▼

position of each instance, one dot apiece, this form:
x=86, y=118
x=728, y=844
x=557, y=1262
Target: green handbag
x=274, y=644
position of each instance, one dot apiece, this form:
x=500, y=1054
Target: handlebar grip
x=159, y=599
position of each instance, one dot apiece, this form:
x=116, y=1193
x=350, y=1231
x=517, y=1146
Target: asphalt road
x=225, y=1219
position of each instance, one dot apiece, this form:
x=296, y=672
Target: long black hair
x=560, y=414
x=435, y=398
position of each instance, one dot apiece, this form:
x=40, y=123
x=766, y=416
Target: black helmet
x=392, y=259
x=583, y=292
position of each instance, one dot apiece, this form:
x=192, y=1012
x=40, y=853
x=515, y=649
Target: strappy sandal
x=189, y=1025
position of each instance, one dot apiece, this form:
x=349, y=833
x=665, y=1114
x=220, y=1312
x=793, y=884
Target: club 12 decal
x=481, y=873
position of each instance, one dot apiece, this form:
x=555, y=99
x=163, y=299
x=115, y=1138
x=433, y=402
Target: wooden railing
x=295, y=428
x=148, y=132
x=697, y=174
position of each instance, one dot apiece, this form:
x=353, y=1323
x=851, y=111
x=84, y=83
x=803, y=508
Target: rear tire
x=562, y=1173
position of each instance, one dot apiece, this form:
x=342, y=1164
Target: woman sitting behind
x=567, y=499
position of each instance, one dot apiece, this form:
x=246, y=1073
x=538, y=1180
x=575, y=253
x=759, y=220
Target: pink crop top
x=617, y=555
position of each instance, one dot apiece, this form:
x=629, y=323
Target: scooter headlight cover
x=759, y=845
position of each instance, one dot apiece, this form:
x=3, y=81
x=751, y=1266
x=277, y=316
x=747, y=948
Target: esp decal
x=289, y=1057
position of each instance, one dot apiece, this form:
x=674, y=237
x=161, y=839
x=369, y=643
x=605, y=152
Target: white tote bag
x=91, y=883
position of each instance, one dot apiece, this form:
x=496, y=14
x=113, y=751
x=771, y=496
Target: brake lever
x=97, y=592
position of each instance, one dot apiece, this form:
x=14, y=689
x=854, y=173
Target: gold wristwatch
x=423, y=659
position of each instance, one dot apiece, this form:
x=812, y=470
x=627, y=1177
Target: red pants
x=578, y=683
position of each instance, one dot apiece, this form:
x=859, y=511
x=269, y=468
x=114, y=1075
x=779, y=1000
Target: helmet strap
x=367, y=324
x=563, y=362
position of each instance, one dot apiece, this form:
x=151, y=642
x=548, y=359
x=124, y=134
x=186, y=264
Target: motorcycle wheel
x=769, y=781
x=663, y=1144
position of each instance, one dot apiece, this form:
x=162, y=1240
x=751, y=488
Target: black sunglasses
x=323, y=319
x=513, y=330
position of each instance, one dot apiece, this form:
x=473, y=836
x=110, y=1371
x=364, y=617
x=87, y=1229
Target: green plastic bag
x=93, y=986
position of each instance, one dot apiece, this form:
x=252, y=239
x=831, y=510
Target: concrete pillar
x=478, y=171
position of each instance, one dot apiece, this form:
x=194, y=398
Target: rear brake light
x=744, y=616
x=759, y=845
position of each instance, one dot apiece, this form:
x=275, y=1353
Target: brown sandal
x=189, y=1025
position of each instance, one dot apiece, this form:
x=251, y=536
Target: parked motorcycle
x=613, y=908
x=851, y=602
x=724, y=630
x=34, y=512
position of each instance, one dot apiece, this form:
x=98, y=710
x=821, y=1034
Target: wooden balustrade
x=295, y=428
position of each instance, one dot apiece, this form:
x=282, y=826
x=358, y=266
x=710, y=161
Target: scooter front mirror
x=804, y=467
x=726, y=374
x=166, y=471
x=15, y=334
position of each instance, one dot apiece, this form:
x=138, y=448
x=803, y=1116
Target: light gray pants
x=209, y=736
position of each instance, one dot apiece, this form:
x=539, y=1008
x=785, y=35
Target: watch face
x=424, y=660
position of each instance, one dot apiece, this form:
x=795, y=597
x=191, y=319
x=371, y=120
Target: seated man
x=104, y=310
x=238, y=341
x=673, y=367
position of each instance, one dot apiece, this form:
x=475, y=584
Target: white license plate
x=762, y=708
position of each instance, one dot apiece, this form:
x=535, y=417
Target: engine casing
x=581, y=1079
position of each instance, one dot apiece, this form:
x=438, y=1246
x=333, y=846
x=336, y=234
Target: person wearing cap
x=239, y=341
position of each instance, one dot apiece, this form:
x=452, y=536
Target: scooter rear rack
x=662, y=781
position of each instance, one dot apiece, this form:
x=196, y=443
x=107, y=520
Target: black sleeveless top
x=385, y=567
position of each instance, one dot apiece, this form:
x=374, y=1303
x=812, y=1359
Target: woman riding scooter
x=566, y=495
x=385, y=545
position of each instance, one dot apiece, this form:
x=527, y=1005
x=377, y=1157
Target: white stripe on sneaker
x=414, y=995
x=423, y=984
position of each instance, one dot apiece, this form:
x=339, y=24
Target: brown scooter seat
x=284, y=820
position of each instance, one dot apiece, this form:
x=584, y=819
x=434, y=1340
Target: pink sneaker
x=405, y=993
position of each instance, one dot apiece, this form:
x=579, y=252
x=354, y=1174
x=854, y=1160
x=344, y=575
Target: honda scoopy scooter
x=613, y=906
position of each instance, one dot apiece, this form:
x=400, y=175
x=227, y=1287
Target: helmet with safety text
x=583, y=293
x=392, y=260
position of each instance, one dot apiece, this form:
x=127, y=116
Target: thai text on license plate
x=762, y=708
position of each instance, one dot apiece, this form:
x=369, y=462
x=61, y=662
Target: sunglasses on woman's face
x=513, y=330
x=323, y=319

▲

**Problem details:** The stretch of entries above that starts with the line containing "x=116, y=1193" and goes on through the line containing "x=812, y=470" is to be transcribed exactly, and no other line is to be transcribed.

**Your response:**
x=116, y=1193
x=350, y=1231
x=517, y=1146
Target: asphalt road
x=225, y=1219
position of each instance, one dot apiece, this form:
x=296, y=672
Target: long black hair
x=560, y=414
x=435, y=398
position of each instance, one dot apiece, this form:
x=40, y=123
x=766, y=416
Target: black helmet
x=392, y=259
x=583, y=292
position of each instance, one dot apiece, this form:
x=192, y=1012
x=40, y=853
x=515, y=649
Target: strappy sandal
x=189, y=1025
position of each instance, one dot apiece, this form:
x=349, y=833
x=665, y=1114
x=220, y=1312
x=793, y=884
Target: club 12 decal
x=481, y=873
position of each instance, one dot apiece, this form:
x=555, y=99
x=163, y=299
x=115, y=1138
x=433, y=402
Target: wooden railing
x=295, y=428
x=148, y=132
x=697, y=174
position of each instance, one dot apiece, this form:
x=353, y=1323
x=851, y=111
x=84, y=83
x=803, y=508
Target: rear tire
x=562, y=1173
position of each instance, one dot apiece, this form:
x=342, y=1164
Target: woman sitting behind
x=567, y=499
position of each instance, one dot apiece, this form:
x=246, y=1073
x=538, y=1180
x=575, y=253
x=759, y=220
Target: pink crop top
x=617, y=555
position of each instance, one dot apiece, this form:
x=629, y=323
Target: scooter headlight cover
x=759, y=845
position of each instance, one dot apiece, this form:
x=3, y=81
x=751, y=1266
x=277, y=316
x=747, y=948
Target: esp decal
x=289, y=1057
position of each instance, one dot apiece, this form:
x=674, y=237
x=161, y=839
x=369, y=643
x=605, y=152
Target: white tote bag
x=91, y=883
position of each instance, one dot apiece, this form:
x=496, y=14
x=113, y=751
x=771, y=496
Target: brake lever
x=97, y=592
position of each instance, one dot apiece, this form:
x=14, y=689
x=854, y=173
Target: gold wristwatch
x=423, y=659
position of each instance, one dot apiece, this form:
x=812, y=470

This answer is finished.